#### Reading passage

The Osprey also beat me home.  Luckily neighbors on both sides have platforms just off shore, so there was no need for me to crowd in another.  The fishing prowess and flight antics will provide a wonderful show all summer.  I’ve often wondered about their migration, given the year-round Osprey and active nests I see along Florida’s gulf coast all winter.

Northern Cardinal, Cardinalis cardinalis

I’ve learned that those Florida Osprey have become a non-migratory population, whereas our Chesapeake birds have wintered further south in the Caribbean and Central America.  As they overfly Florida you wonder if they ever look down with envy at their cousins who are enjoying a more sedentary life in the sunshine state.

Canada Geese, Branta canadensis

Speaking of nonmigratory, please make those ornery residential Canada Geese go away.  Every year their ranks grow and these bold, fat birds refuse to yield when I return home.  They’re giving geese a bad name in these parts.  The fall-seeded lawn is practically bare from their work and their turds fill the pool.  They are not dumb and have figured out that a half dozen in the middle of the mesh pool cover weighs it down enough to create their own private pond.  They have the audacity to honk at me when I break up the party and chase them away.  I did notice only one small gosling in the flock this year.  The Red Fox did look well fed when he pranced by yesterday.

Chipping Sparrow, Spizella passerina

The loud keyew, keyew, of the Osprey dominates the avian chorus on the waterside, but the newly arrive Chipping Sparrow holds its own on the land side of the patch, even among the residential choir of Northern Mockingbirds, Cardinals, and Carolina Wrens.  There seems to be more than ever of these rufous-headed migrators in the Loblolly pines.  They’ve wintered along the southern U.S. border, Mexico, and Central America.

Least Tern, Sterna antillarum

The Least Terns I saw fighting over a small fish, scolding each other with their high-pitched chippering, are also new arrivals.  Their wintering grounds are not well established, but is likely off the coasts of Caribbean islands and Central America.

Eastern Bluebird, Sialia sialis

I put new roofs on the bluebird houses last fall and am pleased to see a breeding pair move into the best water view house.  These are beautiful year round residents of the patch and at least this year they beat the migrating Tree Swallows to the prime real estate.  The swallows have returned from the southern states and Central America but will have to settle for the lower rent houses.

Tree Swallow, Tachycinrta bicolor

I tried to be a nice guy and hung the “squirrel proof” feeder by the pool, but those dastard varmints, frustrated by the cage, just ate through the hanging rope and enjoyed a feast when it crashed to earth and scattered the sunflower seeds.  But I fixed their wagon and won round one.  It now hangs by a steel cable.  The European Starlings are dumber, but equally persistent.  I’ve now cleared out their nest from the housing of the boat lift motor twice.  Last year it took five evictions before they learned.

Carolina Wren, Thryothorus ludovicianus

Yesterday the bird du jour on my patch walk was a Spotted Sandpiper seen bobbing along the cove’s mudflat at low tide.  I only got a brief look before it spooked, but the ID was definite.  This bird, our most widespread breeding sandpiper in North America, also migrated from Central and South America and may choose to breed here or continue further north into Canada.  I have yet to get a good picture of this shorebird.

########
#### Raw data

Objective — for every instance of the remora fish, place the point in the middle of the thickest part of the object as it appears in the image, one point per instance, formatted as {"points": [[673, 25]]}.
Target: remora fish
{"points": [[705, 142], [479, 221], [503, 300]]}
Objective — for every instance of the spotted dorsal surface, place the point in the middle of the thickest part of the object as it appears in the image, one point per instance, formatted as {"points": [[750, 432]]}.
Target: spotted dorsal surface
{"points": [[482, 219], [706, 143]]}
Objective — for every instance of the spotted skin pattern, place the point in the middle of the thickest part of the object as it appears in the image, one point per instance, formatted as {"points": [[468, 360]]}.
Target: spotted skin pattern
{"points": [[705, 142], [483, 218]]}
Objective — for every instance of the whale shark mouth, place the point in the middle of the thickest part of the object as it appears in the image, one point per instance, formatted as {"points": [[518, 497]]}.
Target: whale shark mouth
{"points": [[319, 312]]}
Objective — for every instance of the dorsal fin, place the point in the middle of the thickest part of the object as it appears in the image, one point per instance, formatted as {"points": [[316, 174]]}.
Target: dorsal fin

########
#### Raw data

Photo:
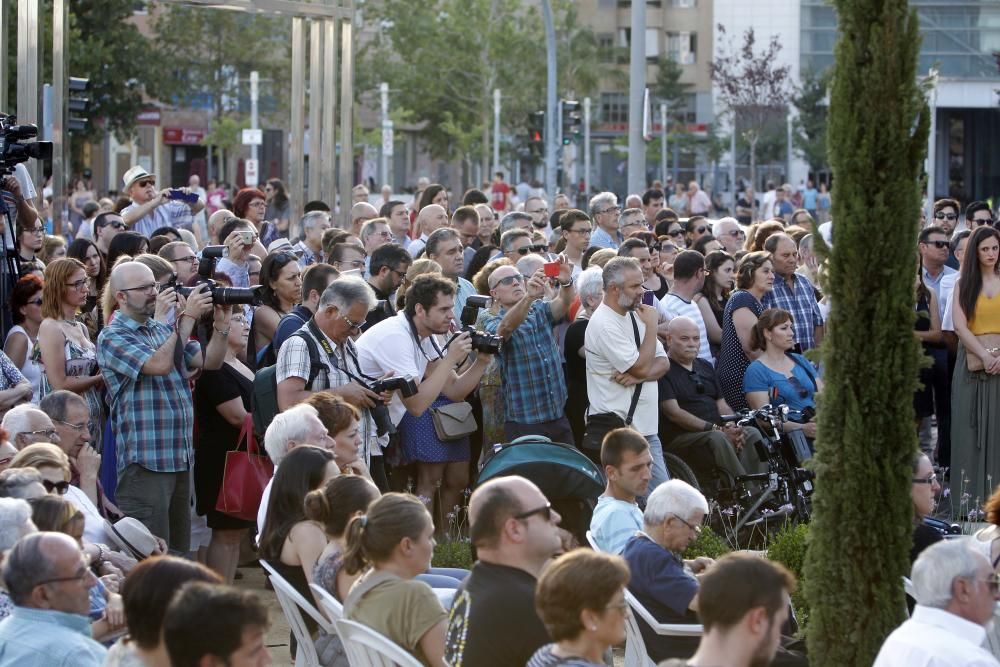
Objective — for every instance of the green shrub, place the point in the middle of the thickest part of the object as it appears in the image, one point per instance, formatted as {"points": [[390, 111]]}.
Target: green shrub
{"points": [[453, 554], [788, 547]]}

########

Goal 1 =>
Rewrite the bird migration text from "Least Tern, Sterna" up to and including "lower rent houses.", swapping "breeding pair" for "nesting pair".
Goal 2 =>
According to the bird migration text, where have the Chesapeake Osprey wintered?

Full solution 1 =>
Least Tern, Sterna antillarum

The Least Terns I saw fighting over a small fish, scolding each other with their high-pitched chippering, are also new arrivals.  Their wintering grounds are not well established, but is likely off the coasts of Caribbean islands and Central America.

Eastern Bluebird, Sialia sialis

I put new roofs on the bluebird houses last fall and am pleased to see a nesting pair move into the best water view house.  These are beautiful year round residents of the patch and at least this year they beat the migrating Tree Swallows to the prime real estate.  The swallows have returned from the southern states and Central America but will have to settle for the lower rent houses.

Full solution 2 =>
Further south in the Caribbean and Central America.